Task goal
Reproduce the passage of the court ruling starting with "Each party has" and going on through "Motion to Preclude.".

Source extract

• • • •

Conn. Mun. Elec. Energy Coop. v. Nat'l Union Fire Ins. Co. of Pittsburgh, PA

Decision Date14 September 2021
Docket Number19-cv-00839
CourtU.S. District Court — District of Connecticut
PartiesCONNECTICUT MUNICIPAL ELECTRIC ENERGY COOPERATIVE, Plaintiff, v. NATIONAL UNION FIRE INSURANCE COMPANY OF PITTSBURGH, PA, Defendant.

RULING ON MOTIONS FOR SUMMARY JUDGMENT AND MOTIONS TO PRECLUDE EXPERT TESTIMONY

Janet Bond Arterton, U.S.D.J.

Plaintiff Connecticut Municipal Energy Cooperative (CMEEC) brings this action against Defendant National Union Fire Insurance Company of Pittsburgh, PA (National Union) for declaratory relief and damages in conjunction with National Union's allegedly improper denial of coverage under the Not-for-Profit Risk Protector insurance policy that National Union issued to CMEEC. (Am. Compl. [Doc. # 32].)

Each party has filed a Motion for Summary Judgment and a Motion to Preclude Expert Testimony. (See Pl.'s Mot. for Partial Summ. J. [Doc. # 61]; Nat'l Union Fire Ins. Co. of Pittsburgh, Pa.'s Mot. for Summ. J. (Def.'s Mot. for Summ. J.) [Doc. # 78]; Pl.'s Mot. to Exclude Testimony of Def.'s Proposed Expert, David Paige (“Pl.'s Mot. to Exclude) [Doc. # 81] Def.'s Mot. to Preclude Expert Testimony of Pl.'s Expert James Bergenn (“Def.'s Mot. to Exclude) [Docs. ## 85, 87].)[1] The Court heard oral argument on these motions on August 31, 2021. (See Min. Entry [Doc. # 147].)

For the reasons stated below, the Court (1) grants in part and denies in part CMEEC's Motion for Partial Summary Judgment, (2) grants in part and denies in part National Union's Motion for Summary Judgment, (3) grants in part and denies in part CMEEC's Motion to Preclude, and (4) grants National Union's Motion to Preclude.

• • • •

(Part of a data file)
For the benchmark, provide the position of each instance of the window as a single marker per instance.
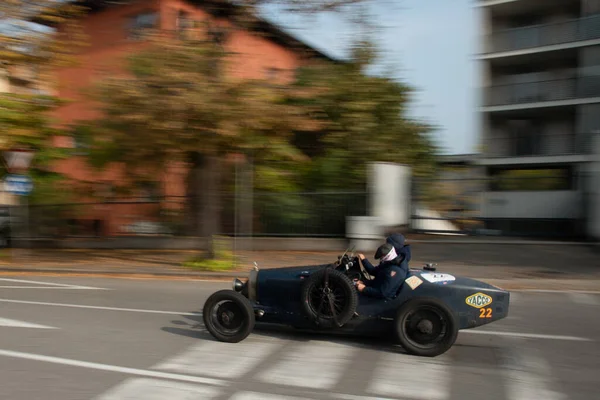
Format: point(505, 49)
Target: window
point(525, 137)
point(140, 23)
point(184, 23)
point(532, 179)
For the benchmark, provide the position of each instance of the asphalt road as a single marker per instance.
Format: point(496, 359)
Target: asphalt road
point(114, 339)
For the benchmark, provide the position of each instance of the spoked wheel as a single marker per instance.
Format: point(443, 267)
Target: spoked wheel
point(426, 327)
point(329, 298)
point(228, 316)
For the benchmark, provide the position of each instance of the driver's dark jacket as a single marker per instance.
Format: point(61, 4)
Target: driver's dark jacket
point(385, 286)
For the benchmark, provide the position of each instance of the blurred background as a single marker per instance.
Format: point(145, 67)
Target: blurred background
point(299, 119)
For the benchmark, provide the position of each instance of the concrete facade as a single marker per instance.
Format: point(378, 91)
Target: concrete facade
point(540, 84)
point(269, 54)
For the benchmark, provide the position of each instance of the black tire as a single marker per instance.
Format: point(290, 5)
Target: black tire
point(442, 323)
point(317, 307)
point(233, 320)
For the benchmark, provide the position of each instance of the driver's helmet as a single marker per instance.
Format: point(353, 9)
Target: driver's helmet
point(385, 252)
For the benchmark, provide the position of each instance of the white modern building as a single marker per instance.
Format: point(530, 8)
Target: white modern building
point(539, 111)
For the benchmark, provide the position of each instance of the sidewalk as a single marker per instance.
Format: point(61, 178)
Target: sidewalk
point(506, 265)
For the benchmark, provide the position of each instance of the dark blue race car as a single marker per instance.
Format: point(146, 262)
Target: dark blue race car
point(424, 316)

• • • •

Completed task
Each party has filed a Motion for Summary Judgment and a Motion to Preclude Expert Testimony. (See Pl.'s Mot. for Partial Summ. J. [Doc. # 61]; Nat'l Union Fire Ins. Co. of Pittsburgh, Pa.'s Mot. for Summ. J. (Def.'s Mot. for Summ. J.) [Doc. # 78]; Pl.'s Mot. to Exclude Testimony of Def.'s Proposed Expert, David Paige (“Pl.'s Mot. to Exclude) [Doc. # 81] Def.'s Mot. to Preclude Expert Testimony of Pl.'s Expert James Bergenn (“Def.'s Mot. to Exclude) [Docs. ## 85, 87].)[1] The Court heard oral argument on these motions on August 31, 2021. (See Min. Entry [Doc. # 147].)

For the reasons stated below, the Court (1) grants in part and denies in part CMEEC's Motion for Partial Summary Judgment, (2) grants in part and denies in part National Union's Motion for Summary Judgment, (3) grants in part and denies in part CMEEC's Motion to Preclude, and (4) grants National Union's Motion to Preclude.